ENTRIES SUPPLIED ::
□ □ □ □ □

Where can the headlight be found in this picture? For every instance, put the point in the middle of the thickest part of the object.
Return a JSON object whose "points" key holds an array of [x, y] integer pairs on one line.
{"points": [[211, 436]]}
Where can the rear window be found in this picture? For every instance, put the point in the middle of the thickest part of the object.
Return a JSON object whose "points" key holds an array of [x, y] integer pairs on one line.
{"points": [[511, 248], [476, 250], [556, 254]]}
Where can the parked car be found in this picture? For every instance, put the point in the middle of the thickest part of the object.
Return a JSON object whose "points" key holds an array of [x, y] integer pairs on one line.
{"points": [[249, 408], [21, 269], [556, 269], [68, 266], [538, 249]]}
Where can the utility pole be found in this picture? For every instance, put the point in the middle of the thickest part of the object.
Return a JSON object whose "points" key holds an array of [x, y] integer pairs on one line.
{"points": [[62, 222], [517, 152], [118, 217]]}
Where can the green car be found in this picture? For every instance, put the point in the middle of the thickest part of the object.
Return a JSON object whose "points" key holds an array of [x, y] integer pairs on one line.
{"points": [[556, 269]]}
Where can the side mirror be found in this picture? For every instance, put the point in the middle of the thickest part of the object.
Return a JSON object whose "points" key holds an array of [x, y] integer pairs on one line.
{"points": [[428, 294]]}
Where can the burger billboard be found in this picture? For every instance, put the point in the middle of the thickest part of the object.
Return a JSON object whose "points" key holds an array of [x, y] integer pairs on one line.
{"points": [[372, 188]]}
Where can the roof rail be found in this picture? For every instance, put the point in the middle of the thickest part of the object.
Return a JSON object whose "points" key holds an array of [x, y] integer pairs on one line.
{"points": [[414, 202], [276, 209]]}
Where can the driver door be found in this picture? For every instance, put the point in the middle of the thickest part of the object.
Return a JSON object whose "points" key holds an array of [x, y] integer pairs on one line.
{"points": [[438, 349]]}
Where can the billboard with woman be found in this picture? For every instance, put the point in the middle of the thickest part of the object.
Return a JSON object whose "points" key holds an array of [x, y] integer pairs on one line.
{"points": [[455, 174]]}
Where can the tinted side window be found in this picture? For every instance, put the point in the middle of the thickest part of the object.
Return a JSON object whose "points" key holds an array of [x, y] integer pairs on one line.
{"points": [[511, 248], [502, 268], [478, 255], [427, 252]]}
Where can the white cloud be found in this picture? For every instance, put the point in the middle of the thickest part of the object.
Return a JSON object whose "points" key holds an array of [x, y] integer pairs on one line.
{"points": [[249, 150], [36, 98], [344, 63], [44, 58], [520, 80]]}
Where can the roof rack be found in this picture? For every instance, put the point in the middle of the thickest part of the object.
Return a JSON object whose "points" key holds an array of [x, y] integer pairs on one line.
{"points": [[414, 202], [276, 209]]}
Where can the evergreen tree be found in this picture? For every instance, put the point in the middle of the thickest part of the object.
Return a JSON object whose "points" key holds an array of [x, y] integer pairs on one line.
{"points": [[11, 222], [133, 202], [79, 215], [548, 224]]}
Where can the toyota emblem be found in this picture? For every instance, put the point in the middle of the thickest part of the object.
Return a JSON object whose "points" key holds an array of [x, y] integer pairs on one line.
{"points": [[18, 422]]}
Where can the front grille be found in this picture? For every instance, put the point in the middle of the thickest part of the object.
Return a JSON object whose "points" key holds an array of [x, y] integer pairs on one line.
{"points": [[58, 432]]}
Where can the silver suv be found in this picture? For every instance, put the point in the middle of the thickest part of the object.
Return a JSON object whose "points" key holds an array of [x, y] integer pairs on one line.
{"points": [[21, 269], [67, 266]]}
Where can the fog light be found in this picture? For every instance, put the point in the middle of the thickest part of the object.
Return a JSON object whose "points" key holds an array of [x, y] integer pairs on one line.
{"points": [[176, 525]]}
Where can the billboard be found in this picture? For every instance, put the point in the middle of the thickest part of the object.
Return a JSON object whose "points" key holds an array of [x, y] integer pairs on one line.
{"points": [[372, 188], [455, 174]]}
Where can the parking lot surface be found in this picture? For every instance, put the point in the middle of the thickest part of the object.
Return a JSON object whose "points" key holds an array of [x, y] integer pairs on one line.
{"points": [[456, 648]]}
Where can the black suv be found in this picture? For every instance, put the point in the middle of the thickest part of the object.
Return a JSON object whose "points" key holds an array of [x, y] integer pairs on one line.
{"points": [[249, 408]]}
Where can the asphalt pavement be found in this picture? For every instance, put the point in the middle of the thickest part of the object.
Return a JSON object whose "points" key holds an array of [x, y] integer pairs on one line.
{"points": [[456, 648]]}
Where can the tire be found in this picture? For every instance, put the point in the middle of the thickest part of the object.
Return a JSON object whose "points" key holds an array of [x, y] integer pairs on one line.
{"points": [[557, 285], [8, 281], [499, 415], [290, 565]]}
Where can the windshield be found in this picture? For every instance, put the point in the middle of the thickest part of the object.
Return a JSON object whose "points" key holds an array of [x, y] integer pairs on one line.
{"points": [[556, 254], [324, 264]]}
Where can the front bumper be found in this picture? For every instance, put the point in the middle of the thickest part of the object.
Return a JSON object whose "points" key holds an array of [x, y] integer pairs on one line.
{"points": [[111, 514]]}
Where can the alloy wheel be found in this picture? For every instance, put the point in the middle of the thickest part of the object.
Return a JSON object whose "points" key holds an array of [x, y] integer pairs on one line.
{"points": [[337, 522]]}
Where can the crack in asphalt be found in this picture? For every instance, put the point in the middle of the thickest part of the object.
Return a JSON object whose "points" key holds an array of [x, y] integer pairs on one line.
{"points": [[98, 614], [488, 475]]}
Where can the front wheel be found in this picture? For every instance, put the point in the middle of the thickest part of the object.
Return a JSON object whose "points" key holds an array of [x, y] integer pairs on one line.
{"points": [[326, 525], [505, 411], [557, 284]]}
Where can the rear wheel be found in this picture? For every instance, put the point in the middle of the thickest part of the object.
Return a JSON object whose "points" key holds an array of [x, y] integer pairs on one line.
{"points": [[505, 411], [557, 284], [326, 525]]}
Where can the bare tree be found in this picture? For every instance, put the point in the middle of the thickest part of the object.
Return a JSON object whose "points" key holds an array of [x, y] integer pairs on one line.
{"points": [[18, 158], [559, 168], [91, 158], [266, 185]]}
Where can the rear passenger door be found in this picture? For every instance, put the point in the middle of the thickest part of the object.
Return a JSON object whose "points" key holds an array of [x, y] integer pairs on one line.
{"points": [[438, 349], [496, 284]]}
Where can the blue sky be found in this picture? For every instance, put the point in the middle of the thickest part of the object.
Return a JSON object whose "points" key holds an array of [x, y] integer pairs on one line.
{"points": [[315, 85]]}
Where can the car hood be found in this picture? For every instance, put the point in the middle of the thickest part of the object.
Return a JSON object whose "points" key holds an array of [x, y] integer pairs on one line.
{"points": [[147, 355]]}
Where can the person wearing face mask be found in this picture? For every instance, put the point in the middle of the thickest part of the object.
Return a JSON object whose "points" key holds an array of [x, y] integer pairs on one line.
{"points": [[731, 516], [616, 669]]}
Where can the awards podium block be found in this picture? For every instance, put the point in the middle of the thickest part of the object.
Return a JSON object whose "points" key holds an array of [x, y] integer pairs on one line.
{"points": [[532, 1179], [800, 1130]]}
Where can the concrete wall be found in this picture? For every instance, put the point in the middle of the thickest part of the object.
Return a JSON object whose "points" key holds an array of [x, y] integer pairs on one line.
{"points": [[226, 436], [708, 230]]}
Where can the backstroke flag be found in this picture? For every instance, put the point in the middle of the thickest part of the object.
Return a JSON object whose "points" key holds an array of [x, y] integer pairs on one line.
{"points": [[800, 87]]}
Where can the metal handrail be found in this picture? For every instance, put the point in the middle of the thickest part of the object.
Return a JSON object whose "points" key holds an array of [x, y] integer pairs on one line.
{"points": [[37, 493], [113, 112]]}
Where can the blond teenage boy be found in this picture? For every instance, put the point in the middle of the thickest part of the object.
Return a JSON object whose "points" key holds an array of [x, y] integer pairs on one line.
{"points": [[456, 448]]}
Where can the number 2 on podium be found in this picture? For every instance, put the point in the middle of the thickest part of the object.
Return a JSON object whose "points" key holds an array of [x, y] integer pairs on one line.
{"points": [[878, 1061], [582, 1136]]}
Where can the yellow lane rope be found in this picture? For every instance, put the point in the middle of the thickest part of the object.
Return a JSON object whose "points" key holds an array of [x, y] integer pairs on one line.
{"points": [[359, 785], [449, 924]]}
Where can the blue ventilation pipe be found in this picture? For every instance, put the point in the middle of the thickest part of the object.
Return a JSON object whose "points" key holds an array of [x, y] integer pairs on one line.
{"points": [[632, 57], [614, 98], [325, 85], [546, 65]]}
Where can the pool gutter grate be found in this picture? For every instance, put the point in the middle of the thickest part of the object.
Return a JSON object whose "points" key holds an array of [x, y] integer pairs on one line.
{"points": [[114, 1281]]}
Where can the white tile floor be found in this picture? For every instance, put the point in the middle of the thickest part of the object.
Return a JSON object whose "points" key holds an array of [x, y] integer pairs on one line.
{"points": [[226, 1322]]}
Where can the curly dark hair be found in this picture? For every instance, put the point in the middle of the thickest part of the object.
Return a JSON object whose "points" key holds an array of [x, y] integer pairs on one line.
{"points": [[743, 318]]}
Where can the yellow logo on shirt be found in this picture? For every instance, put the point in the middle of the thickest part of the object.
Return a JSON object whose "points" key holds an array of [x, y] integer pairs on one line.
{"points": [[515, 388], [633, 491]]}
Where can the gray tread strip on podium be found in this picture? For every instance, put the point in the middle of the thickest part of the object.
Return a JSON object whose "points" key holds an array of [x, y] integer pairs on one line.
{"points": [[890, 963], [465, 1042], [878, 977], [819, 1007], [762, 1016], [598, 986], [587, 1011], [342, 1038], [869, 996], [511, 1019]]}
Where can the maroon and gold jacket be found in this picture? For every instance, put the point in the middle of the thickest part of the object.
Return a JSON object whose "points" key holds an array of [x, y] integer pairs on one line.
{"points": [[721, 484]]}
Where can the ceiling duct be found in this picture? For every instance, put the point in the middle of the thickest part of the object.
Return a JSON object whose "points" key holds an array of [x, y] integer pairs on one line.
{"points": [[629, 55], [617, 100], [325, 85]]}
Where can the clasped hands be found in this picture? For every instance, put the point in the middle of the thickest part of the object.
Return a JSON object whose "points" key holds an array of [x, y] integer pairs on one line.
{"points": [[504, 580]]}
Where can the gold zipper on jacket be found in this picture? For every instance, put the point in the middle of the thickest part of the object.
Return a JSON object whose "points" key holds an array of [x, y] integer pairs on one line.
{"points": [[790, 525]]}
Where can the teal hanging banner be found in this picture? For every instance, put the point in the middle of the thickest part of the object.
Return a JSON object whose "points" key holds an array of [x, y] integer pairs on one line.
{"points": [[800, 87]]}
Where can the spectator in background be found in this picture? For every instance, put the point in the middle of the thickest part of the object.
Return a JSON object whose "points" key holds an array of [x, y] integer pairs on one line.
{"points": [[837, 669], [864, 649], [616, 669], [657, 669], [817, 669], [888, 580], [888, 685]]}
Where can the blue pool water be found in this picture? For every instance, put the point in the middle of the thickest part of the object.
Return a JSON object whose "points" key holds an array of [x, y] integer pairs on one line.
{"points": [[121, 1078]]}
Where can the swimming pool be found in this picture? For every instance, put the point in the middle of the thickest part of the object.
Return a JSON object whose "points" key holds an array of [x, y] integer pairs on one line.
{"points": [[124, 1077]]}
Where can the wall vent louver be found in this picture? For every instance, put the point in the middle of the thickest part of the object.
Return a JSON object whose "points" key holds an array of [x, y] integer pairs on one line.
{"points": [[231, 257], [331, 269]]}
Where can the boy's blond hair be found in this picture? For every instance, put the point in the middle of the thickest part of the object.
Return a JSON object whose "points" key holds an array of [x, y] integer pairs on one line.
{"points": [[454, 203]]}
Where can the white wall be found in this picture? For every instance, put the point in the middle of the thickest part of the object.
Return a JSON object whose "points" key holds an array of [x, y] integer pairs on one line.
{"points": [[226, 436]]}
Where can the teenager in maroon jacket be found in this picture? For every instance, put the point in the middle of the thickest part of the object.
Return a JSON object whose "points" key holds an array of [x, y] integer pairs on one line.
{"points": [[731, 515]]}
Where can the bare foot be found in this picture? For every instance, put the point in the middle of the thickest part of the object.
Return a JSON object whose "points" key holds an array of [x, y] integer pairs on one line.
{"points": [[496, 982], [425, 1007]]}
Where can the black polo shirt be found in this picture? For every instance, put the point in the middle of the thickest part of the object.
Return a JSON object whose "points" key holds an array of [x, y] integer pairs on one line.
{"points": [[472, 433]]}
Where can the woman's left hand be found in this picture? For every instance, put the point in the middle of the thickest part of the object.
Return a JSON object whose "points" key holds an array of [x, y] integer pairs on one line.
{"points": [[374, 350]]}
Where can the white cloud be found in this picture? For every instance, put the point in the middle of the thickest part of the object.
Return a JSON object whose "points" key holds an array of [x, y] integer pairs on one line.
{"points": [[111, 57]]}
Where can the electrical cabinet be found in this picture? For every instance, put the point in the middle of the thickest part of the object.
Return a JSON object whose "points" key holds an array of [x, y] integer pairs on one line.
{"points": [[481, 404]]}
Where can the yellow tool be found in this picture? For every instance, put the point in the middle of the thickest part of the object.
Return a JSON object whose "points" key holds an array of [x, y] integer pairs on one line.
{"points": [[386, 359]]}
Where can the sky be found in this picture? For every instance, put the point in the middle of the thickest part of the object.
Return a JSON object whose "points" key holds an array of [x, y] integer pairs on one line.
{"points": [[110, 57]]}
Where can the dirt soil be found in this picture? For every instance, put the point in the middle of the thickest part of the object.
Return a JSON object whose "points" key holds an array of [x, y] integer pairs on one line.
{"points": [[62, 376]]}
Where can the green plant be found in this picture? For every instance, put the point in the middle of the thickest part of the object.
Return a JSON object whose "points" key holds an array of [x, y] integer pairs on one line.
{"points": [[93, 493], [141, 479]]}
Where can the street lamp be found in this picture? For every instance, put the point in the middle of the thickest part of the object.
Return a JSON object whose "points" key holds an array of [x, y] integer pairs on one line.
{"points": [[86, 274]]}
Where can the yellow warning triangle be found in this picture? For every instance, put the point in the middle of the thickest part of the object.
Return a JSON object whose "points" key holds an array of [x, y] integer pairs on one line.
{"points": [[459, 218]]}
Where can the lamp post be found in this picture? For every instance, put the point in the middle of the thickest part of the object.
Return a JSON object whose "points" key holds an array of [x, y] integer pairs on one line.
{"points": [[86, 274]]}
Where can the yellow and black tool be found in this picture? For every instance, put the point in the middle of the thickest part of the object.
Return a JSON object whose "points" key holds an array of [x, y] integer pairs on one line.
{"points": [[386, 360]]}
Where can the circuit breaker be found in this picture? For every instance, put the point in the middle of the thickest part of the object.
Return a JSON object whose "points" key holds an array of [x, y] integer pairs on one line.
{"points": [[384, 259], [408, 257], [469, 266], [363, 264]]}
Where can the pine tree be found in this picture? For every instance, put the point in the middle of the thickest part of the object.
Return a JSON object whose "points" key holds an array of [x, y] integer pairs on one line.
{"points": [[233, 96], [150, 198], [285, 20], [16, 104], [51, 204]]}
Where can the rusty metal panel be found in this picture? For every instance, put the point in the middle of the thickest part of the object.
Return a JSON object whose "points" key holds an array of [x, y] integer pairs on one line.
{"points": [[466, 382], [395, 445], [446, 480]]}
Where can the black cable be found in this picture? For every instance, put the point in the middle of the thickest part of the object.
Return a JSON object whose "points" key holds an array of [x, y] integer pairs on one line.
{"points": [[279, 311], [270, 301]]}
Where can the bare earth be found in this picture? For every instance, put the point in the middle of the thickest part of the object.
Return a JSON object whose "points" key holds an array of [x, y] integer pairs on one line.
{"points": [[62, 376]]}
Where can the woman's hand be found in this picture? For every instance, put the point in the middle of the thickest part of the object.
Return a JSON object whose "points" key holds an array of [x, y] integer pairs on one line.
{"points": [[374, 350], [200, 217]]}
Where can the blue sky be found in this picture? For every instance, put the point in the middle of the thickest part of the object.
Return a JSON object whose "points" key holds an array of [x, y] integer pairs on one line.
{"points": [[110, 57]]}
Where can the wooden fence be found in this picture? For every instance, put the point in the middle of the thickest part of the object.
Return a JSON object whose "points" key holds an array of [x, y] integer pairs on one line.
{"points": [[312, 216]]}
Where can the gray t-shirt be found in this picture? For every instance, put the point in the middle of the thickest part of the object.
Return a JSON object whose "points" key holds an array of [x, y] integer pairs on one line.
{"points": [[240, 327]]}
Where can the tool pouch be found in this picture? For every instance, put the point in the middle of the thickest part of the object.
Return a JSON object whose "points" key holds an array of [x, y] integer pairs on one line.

□ □ □ □ □

GIVEN PROBLEM ::
Transcribe word for word the lines from the one holding "Where can the woman's hand" to the last line of the listing above, inclusive.

EXERCISE SOLUTION ::
Where can the woman's hand be found in this picture? For every instance, put the point in the middle of the thickest part of the object.
Return a JSON object whose "points" key holds an array of [x, y] integer pairs on one line.
{"points": [[374, 350], [200, 217]]}
Where can the blue sky be found in this picture? For every instance, put the point in the middle of the thickest part of the object.
Return a JSON object whose "points" key holds an array of [x, y] integer pairs on one line.
{"points": [[110, 57]]}
Where can the wooden fence be found in this picture? For every instance, put the point in the middle of the thickest part of the object.
Return a JSON object whose "points" key holds an array of [x, y] integer pairs on one line.
{"points": [[312, 216]]}
Where can the gray t-shirt be found in this picture? For every instance, put the point in the middle of the thickest part of the object.
Return a JSON object whose "points" key holds an array of [x, y] integer pairs on one line.
{"points": [[240, 327]]}
Where can the tool pouch be found in this picture? For every instance, put the point in the middle of the thickest part of the object.
Return a JSON object whose "points" key holds an array of [x, y] integer pairs on one line.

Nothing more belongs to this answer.